Your objective:
Find and copy each line of the listing below that has the word "stork" in it.

########################################

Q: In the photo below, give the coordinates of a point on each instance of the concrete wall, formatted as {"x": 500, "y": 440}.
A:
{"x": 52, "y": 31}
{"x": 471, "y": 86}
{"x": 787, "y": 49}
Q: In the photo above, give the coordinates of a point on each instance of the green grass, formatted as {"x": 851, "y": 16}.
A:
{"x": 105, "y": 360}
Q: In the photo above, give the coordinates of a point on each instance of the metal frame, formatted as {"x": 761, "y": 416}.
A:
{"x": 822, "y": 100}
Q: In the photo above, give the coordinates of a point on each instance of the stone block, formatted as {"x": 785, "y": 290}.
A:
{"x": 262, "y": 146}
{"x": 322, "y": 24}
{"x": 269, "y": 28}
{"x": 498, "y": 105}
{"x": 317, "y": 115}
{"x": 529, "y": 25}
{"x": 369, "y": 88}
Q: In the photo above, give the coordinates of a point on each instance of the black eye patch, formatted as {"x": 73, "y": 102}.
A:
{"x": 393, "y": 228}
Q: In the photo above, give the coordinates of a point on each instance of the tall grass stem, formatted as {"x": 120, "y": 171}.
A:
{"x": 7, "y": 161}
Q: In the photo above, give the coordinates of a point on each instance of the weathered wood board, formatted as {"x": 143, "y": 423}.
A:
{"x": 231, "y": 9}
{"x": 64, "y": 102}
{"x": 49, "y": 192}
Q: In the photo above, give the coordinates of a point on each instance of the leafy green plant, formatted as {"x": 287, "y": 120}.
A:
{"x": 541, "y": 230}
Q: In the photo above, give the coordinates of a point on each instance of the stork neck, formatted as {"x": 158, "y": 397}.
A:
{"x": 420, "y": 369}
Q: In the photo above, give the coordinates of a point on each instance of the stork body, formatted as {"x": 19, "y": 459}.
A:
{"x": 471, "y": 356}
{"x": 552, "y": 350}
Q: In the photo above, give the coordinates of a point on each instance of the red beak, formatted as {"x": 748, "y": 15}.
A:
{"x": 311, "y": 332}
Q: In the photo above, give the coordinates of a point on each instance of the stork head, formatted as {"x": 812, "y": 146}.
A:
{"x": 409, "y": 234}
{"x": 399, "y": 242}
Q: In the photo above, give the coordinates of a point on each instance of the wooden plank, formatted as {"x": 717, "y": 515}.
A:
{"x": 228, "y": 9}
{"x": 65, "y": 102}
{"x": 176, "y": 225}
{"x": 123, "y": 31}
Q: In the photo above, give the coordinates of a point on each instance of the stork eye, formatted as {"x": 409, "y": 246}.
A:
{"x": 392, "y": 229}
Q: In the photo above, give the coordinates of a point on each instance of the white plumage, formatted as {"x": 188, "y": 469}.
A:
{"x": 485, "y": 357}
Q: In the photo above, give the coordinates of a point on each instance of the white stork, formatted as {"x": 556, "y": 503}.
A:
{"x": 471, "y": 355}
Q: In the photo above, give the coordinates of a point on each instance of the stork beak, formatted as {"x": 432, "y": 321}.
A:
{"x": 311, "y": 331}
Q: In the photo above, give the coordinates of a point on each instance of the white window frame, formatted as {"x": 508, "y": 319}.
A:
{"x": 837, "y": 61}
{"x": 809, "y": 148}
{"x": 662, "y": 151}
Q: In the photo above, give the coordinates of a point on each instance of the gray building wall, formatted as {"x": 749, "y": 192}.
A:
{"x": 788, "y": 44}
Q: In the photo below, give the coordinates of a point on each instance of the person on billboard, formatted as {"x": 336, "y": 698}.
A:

########################################

Exercise output:
Q: In the photo above, give the coordinates of a point on each instance of the stork neck, formatted as {"x": 158, "y": 397}.
Q: In the photo above, give the coordinates of a point on each instance of the stork body, formatted as {"x": 19, "y": 459}.
Q: In the photo above, give the coordinates of a point on each instance of the stork head, formatted as {"x": 812, "y": 146}.
Q: In the photo above, give the coordinates of a point on each instance of the stork eye, formatted as {"x": 409, "y": 246}.
Q: In the photo above, give the coordinates of a point on each instance of the white stork, formatted as {"x": 556, "y": 503}.
Q: In the photo above, give the coordinates of a point on each instance of the stork beak, formatted as {"x": 432, "y": 321}.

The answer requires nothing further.